■ **CHALLENGE A**:
In the passage on Japan's workforce, how many full-time workers in Japan have second jobs according to Lancers research?

* start QUOTED PASSAGE *

In Japan, most of the new employees are women and older people who are taking up jobs in health and social care, temporary and part-time, the lower end of wage market. More than a third of the Japanese workforce is working in non-regular positions. Factors underlying this situation include the increasing number of older people who become contract or temporary workers after retirement.

Within the working-age population (15–64), the number of regular employees rose by 460,000 to 33.2 million, and the total for employees aged 65 and over climbed 100,000 to 1.1 million.  Meanwhile, there were 17.2 million non-regular employees aged 15 to 64 in 2017, down 30,000 on the previous year. The number of workers 65 and older with non-regular jobs rose by 150,000 to 3.2 million.

These workers are having to do two or more jobs to make ends meet.  Some people are working 70-hour weeks out of multiple jobs. According to Lancers research, some 4.5 million full-time workers in Japan have second jobs, where they work, on average, between six and 14 additional hours each week, on top of any overtime hours they clock at their primary job; a small number of them work up to 30 or 40 hours per week at their second jobs.

* end QUOTED PASSAGE *
* start RECORD EXTRACTS *

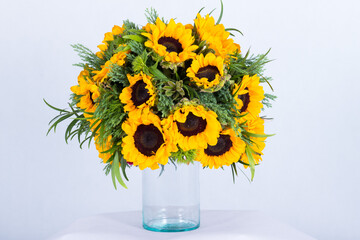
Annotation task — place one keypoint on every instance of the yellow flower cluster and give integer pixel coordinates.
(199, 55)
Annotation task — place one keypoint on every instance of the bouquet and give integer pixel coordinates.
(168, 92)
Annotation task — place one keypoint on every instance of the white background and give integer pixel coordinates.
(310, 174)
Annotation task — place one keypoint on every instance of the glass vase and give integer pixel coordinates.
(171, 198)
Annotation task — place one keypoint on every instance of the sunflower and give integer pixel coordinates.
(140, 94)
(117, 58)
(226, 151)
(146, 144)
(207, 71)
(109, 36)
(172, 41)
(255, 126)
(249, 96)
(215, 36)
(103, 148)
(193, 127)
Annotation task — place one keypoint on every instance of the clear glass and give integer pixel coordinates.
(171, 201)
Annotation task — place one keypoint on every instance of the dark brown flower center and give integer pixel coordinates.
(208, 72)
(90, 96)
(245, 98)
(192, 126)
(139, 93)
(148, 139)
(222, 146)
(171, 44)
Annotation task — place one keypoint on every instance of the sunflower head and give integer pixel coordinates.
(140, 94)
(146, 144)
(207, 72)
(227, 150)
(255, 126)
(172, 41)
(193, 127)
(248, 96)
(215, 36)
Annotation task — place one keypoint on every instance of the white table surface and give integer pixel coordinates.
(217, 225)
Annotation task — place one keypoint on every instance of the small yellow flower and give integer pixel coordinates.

* end RECORD EXTRACTS *

■ **CHALLENGE B**:
Rewrite the records from the line containing "surface and give integer pixel coordinates." through the final line of the records, replacing "keypoint" with "marker" and leaving everything else unchanged.

■ **FULL OUTPUT A**:
Some 4.5 million full-time workers.

■ **FULL OUTPUT B**:
Annotation task — place one marker on every instance of the white table surface and give integer pixel coordinates.
(217, 225)
Annotation task — place one marker on every instance of the small yellow flower and give integer pixel coordinates.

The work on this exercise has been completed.